REQUEST: Could you rewrite the lines from the very first one through the line containing "[59,134,78,175]", with "plaid" changed to "tartan" and nothing else altered?

DATA SECTION:
(begin)
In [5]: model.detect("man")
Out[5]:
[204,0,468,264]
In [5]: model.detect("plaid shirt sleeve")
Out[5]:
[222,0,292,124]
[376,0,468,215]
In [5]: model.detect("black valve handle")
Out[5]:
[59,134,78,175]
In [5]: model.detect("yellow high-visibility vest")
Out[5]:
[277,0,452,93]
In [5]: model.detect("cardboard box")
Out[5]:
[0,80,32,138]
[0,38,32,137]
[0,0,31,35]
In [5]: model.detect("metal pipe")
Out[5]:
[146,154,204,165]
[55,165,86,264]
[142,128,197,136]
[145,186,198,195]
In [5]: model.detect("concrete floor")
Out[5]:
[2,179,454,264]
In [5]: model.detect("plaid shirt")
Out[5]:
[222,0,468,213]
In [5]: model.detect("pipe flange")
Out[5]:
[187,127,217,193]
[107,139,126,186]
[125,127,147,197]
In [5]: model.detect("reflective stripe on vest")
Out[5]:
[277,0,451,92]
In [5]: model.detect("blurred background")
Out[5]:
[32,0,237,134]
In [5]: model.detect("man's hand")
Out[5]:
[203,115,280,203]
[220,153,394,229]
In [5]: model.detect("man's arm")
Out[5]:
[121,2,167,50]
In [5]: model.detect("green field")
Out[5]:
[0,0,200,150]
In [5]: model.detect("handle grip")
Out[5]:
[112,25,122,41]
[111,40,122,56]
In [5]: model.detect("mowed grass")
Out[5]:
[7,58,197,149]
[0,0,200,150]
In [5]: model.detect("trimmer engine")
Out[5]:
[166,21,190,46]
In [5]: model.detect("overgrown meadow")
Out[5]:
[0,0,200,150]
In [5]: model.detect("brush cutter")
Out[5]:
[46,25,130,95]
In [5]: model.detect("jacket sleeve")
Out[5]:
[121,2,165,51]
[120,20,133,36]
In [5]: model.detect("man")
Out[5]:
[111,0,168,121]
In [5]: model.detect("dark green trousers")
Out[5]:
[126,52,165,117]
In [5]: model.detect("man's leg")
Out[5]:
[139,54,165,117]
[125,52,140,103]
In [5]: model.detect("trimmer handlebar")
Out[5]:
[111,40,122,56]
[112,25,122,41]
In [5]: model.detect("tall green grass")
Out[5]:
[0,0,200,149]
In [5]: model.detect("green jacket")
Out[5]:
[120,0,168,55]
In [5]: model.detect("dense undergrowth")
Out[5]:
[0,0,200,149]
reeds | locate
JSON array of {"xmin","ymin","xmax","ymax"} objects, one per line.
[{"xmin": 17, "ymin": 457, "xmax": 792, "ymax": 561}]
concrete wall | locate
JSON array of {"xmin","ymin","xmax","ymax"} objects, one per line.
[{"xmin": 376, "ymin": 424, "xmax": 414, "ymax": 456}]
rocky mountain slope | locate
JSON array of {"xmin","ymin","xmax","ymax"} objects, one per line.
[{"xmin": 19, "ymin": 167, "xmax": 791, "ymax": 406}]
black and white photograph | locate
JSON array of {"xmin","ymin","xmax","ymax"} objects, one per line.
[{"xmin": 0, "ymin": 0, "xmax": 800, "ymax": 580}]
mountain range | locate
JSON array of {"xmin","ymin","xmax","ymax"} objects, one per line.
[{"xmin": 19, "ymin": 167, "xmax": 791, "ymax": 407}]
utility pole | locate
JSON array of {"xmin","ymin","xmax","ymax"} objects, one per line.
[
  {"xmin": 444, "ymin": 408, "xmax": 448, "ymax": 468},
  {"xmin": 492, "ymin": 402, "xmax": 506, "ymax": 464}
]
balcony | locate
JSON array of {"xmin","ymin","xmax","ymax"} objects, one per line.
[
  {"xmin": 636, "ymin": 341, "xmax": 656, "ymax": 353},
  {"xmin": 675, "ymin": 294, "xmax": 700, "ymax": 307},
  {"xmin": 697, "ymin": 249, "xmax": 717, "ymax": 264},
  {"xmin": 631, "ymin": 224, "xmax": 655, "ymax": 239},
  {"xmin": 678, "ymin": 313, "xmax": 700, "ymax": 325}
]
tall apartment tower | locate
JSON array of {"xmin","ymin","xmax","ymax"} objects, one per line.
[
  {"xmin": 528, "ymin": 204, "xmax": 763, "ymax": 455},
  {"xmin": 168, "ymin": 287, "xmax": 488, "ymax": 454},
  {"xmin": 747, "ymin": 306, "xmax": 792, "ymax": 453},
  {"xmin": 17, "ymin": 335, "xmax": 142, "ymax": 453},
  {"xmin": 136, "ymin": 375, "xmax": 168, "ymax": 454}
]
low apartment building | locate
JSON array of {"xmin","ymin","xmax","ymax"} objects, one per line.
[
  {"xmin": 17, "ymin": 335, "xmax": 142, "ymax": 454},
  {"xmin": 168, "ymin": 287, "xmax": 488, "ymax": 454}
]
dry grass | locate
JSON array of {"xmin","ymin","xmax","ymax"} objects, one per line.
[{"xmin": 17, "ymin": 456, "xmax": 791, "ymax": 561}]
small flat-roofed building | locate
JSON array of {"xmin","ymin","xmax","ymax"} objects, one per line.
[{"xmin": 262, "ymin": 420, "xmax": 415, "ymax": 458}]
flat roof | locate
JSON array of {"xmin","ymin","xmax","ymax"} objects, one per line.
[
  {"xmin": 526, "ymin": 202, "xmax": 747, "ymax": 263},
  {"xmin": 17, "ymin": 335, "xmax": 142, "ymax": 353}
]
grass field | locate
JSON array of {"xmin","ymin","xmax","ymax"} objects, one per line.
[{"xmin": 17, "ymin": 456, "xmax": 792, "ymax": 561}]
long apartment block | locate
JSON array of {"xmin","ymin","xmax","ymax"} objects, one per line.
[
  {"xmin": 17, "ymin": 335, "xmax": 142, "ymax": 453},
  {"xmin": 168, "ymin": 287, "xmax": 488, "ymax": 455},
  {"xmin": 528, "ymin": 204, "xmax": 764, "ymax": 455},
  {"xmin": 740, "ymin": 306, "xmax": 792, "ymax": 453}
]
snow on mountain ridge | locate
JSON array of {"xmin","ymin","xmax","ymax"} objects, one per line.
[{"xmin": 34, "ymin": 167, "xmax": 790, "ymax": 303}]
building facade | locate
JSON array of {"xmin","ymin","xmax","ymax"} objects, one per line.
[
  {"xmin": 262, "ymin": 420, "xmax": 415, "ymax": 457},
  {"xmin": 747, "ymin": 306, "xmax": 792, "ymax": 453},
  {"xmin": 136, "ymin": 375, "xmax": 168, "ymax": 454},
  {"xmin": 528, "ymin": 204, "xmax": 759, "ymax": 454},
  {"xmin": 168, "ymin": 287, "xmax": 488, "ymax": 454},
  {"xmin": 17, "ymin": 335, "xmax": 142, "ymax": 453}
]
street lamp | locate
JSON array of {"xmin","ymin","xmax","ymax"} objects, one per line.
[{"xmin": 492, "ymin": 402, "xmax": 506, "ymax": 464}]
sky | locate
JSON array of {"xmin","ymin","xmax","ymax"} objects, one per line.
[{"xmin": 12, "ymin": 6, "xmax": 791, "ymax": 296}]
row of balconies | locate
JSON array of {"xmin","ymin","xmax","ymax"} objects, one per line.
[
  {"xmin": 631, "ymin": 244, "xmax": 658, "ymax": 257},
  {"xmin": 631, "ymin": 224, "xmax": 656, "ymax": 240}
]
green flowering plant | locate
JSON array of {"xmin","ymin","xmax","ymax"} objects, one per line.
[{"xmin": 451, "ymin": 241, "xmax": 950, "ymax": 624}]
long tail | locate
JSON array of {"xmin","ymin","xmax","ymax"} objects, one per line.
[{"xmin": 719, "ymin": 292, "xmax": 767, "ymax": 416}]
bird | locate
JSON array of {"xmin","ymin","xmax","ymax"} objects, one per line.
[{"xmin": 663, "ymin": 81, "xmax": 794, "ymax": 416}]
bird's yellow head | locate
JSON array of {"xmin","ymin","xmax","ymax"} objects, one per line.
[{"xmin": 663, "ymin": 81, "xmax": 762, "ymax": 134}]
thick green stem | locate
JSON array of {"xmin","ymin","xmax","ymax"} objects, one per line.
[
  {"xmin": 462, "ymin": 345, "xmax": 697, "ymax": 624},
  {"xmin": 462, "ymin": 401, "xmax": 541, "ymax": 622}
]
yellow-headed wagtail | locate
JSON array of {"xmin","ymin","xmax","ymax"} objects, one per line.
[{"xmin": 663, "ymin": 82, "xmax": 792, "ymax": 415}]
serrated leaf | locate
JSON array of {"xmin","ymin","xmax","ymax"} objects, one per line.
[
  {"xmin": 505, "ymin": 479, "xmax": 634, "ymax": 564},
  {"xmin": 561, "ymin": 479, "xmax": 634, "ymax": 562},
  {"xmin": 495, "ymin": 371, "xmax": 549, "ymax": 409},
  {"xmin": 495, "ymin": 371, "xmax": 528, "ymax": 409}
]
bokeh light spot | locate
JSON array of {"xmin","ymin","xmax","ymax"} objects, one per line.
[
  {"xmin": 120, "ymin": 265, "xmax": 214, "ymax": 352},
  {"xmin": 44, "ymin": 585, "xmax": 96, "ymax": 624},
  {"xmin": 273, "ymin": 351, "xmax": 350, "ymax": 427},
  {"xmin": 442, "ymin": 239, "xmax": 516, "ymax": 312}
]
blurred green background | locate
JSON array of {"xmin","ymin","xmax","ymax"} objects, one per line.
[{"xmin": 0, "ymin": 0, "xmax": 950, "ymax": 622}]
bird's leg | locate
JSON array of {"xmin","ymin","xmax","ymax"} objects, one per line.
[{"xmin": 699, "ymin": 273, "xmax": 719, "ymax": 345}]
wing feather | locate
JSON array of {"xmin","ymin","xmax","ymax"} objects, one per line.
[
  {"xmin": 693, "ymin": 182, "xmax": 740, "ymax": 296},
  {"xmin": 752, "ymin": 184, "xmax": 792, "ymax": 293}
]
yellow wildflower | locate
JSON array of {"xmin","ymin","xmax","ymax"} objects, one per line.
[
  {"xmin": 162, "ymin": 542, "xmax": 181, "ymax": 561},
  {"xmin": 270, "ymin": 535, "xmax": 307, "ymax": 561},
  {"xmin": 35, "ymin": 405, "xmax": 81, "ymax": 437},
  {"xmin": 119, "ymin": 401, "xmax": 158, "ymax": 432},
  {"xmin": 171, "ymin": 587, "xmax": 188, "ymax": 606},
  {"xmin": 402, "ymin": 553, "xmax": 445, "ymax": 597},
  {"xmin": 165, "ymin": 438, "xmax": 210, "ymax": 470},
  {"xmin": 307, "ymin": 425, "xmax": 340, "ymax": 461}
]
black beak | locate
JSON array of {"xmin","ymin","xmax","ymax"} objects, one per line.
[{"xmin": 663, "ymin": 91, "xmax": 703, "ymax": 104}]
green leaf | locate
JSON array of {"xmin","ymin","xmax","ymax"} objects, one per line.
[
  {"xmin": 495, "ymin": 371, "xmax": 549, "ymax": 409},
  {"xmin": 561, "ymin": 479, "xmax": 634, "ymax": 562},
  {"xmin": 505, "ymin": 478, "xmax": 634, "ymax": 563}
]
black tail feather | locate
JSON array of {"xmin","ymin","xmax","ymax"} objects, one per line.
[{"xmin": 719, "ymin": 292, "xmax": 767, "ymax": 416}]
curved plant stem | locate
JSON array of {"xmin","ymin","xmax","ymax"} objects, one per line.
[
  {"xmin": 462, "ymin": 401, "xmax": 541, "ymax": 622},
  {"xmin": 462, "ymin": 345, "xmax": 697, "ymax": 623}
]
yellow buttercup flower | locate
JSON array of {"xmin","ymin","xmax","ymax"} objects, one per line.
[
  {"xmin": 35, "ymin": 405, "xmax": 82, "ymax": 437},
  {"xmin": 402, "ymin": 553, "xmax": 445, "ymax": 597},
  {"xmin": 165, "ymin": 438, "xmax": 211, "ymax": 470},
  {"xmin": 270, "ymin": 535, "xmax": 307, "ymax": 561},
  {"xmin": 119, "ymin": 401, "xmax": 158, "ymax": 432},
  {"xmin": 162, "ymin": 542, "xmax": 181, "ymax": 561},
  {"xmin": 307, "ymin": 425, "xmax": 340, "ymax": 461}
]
(end)
SOLUTION TO THE EXERCISE:
In [5]: model.detect("man")
Out[5]:
[204,0,468,264]
In [5]: model.detect("tartan shirt sleeve")
Out[5]:
[222,0,292,124]
[376,0,468,215]
In [5]: model.detect("black valve handle")
Out[5]:
[59,134,78,175]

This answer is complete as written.